Source material:
____________
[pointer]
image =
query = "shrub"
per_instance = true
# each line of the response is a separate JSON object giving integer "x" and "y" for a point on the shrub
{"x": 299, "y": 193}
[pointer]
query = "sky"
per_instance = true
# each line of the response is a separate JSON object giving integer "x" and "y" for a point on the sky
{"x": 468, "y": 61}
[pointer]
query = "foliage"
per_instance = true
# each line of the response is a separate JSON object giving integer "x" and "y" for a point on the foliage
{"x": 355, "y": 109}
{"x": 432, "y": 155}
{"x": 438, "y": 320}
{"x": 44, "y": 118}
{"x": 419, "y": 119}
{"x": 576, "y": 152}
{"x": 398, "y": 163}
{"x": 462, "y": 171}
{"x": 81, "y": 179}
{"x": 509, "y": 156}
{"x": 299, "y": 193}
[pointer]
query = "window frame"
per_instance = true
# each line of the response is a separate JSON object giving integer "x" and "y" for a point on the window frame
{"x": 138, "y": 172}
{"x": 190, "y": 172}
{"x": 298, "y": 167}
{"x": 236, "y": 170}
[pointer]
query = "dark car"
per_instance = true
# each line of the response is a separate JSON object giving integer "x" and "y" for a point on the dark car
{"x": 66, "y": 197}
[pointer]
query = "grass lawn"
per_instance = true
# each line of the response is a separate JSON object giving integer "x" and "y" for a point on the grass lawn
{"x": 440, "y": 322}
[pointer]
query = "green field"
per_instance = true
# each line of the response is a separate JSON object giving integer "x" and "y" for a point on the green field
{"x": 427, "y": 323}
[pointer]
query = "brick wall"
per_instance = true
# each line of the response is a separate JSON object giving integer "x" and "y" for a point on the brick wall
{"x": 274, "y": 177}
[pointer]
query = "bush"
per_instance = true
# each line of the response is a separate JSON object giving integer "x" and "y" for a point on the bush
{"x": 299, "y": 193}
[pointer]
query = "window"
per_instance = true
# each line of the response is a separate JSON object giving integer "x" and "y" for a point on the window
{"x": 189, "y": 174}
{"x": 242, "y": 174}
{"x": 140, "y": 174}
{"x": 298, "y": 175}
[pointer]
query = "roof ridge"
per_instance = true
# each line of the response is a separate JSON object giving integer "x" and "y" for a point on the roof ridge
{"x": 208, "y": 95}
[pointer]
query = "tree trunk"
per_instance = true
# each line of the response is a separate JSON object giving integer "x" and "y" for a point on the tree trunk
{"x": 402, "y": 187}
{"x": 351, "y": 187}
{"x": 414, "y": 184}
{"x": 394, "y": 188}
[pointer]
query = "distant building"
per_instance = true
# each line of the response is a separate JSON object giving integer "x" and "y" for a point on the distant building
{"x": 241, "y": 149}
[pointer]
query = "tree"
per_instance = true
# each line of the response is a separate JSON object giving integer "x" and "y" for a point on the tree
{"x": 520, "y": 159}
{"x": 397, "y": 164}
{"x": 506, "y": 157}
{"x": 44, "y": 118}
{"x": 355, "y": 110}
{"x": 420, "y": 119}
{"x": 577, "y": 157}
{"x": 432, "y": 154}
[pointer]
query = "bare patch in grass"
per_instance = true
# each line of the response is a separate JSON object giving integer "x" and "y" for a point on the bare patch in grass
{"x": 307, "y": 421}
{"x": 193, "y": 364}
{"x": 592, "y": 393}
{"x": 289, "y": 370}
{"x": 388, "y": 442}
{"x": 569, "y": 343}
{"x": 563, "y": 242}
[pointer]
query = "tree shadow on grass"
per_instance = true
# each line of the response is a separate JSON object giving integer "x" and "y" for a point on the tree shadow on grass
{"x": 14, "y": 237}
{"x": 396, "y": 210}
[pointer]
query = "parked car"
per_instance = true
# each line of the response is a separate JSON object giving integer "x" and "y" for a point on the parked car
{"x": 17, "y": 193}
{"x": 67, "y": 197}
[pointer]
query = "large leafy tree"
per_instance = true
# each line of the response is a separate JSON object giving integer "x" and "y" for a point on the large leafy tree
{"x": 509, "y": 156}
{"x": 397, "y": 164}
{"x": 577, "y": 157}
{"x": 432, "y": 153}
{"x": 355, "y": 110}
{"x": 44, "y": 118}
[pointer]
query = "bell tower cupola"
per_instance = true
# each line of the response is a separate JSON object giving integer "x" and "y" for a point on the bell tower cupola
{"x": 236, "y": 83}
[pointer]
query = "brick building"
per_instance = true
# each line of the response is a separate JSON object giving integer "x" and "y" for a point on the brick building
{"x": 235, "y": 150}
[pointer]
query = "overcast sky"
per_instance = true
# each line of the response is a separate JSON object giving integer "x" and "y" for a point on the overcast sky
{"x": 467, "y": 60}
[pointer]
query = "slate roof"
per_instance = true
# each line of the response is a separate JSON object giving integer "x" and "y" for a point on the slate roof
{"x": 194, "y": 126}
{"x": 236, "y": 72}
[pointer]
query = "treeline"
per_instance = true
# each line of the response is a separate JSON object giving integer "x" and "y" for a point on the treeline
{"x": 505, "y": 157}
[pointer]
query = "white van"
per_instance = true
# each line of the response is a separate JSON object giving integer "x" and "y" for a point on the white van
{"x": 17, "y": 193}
____________
Exercise instructions: Repeat every entry exactly, please.

Problem solution:
[pointer]
image =
query = "shrub"
per_instance = true
# each line of the response is a separate JSON object giving integer "x" and "y" for a point on the shrub
{"x": 299, "y": 193}
[pointer]
query = "sky"
per_instance = true
# each line of the response is a separate JSON object giving integer "x" and "y" for a point on the sky
{"x": 468, "y": 61}
[pointer]
query = "foliage"
per_instance = true
# each line of the response is a separate JSON object giving integer "x" and "y" for a point on the foliage
{"x": 355, "y": 109}
{"x": 432, "y": 155}
{"x": 438, "y": 320}
{"x": 44, "y": 118}
{"x": 419, "y": 119}
{"x": 576, "y": 152}
{"x": 398, "y": 163}
{"x": 462, "y": 171}
{"x": 81, "y": 179}
{"x": 509, "y": 156}
{"x": 299, "y": 193}
[pointer]
query = "window frame"
per_instance = true
# each line of the response is a separate JSON object giving integer "x" and "y" for a point on the window frame
{"x": 138, "y": 172}
{"x": 190, "y": 172}
{"x": 298, "y": 167}
{"x": 236, "y": 170}
[pointer]
query = "dark car"
per_instance = true
# each line of the response is a separate JSON object giving integer "x" and "y" for a point on the dark car
{"x": 66, "y": 197}
[pointer]
query = "grass lawn"
per_instance = true
# each line of the response is a separate JSON object giving integer "x" and "y" for a point on the grass lawn
{"x": 440, "y": 322}
[pointer]
query = "green field"
per_instance = true
# each line of the response is a separate JSON object giving integer "x" and "y" for a point on the green field
{"x": 427, "y": 323}
[pointer]
query = "brick wall"
per_instance = true
# each line of the response is a separate JSON object giving integer "x" and "y" for a point on the brick wall
{"x": 274, "y": 177}
[pointer]
query = "bush"
per_instance = true
# each line of the response is a separate JSON object giving integer "x" and "y" for a point on the bush
{"x": 299, "y": 193}
[pointer]
query = "window"
per_instance = true
# each line of the response is a separate JSON object giving integer "x" and "y" for a point on the window
{"x": 189, "y": 174}
{"x": 242, "y": 174}
{"x": 140, "y": 174}
{"x": 298, "y": 175}
[pointer]
query = "roof ridge"
per_instance = true
# each line of the response is a separate JSON object giving integer "x" and "y" for a point on the roof ridge
{"x": 208, "y": 95}
[pointer]
query = "tree trunk"
per_instance = true
# each line of the response is a separate JSON object giving integer "x" and "y" for a point on the tree trunk
{"x": 402, "y": 187}
{"x": 351, "y": 187}
{"x": 414, "y": 184}
{"x": 394, "y": 188}
[pointer]
query = "distant building"
per_instance = true
# each line of the response is a separate JSON object giving integer "x" and "y" for a point on the distant building
{"x": 241, "y": 149}
[pointer]
query = "tree"
per_instance = true
# each line of the response is a separate JSON object giving integer "x" and "y" for a point on the tree
{"x": 520, "y": 159}
{"x": 397, "y": 164}
{"x": 506, "y": 157}
{"x": 44, "y": 118}
{"x": 355, "y": 110}
{"x": 420, "y": 119}
{"x": 577, "y": 157}
{"x": 432, "y": 154}
[pointer]
query = "bare patch in grass"
per_instance = true
# each line of the response is a separate JSON object giving integer "x" and "y" for a point on the bare patch in grass
{"x": 307, "y": 421}
{"x": 193, "y": 364}
{"x": 592, "y": 393}
{"x": 289, "y": 370}
{"x": 388, "y": 442}
{"x": 569, "y": 343}
{"x": 563, "y": 242}
[pointer]
query = "tree shadow on grass"
per_instance = true
# each line of the response is a separate JSON object giving integer "x" and "y" for a point on the tree shadow on grass
{"x": 14, "y": 237}
{"x": 396, "y": 210}
[pointer]
query = "parked car"
per_instance = true
# each line of the response is a separate JSON object giving integer "x" and "y" for a point on the parked car
{"x": 17, "y": 193}
{"x": 67, "y": 197}
[pointer]
query = "large leafy tree"
per_instance = true
# each line of the response is a separate JSON object giving integer "x" and "y" for a point on the large leafy tree
{"x": 509, "y": 156}
{"x": 397, "y": 164}
{"x": 577, "y": 157}
{"x": 432, "y": 153}
{"x": 355, "y": 110}
{"x": 44, "y": 118}
[pointer]
query = "bell tower cupola"
per_instance = true
# each line of the response is a separate JSON object giving integer "x" and "y" for a point on the bell tower cupola
{"x": 236, "y": 83}
[pointer]
query = "brick building"
per_instance = true
# each line of the response is a separate JSON object giving integer "x" and "y" for a point on the brick building
{"x": 235, "y": 150}
[pointer]
query = "overcast sky"
per_instance = true
# each line of the response is a separate JSON object giving integer "x" and "y" for a point on the overcast sky
{"x": 467, "y": 60}
[pointer]
query = "slate roof"
per_instance = true
# each line of the response is a separate JSON object giving integer "x" and "y" for a point on the slate roof
{"x": 194, "y": 126}
{"x": 236, "y": 72}
[pointer]
query = "treeline"
per_instance = true
# each line of the response is a separate JSON object giving integer "x" and "y" for a point on the treeline
{"x": 505, "y": 157}
[pointer]
query = "white van"
per_instance = true
# each line of the response is a separate JSON object giving integer "x" and "y" for a point on the white van
{"x": 17, "y": 193}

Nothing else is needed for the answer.